Only an exact reprint of all the data is acceptable.

BEGIN Source material

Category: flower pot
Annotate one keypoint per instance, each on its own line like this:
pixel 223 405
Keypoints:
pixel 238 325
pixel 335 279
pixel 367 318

END Source material

Answer box:
Category: flower pot
Annotate one keypoint per instance, each on its own line like this:
pixel 223 405
Keypoints:
pixel 238 325
pixel 335 279
pixel 367 318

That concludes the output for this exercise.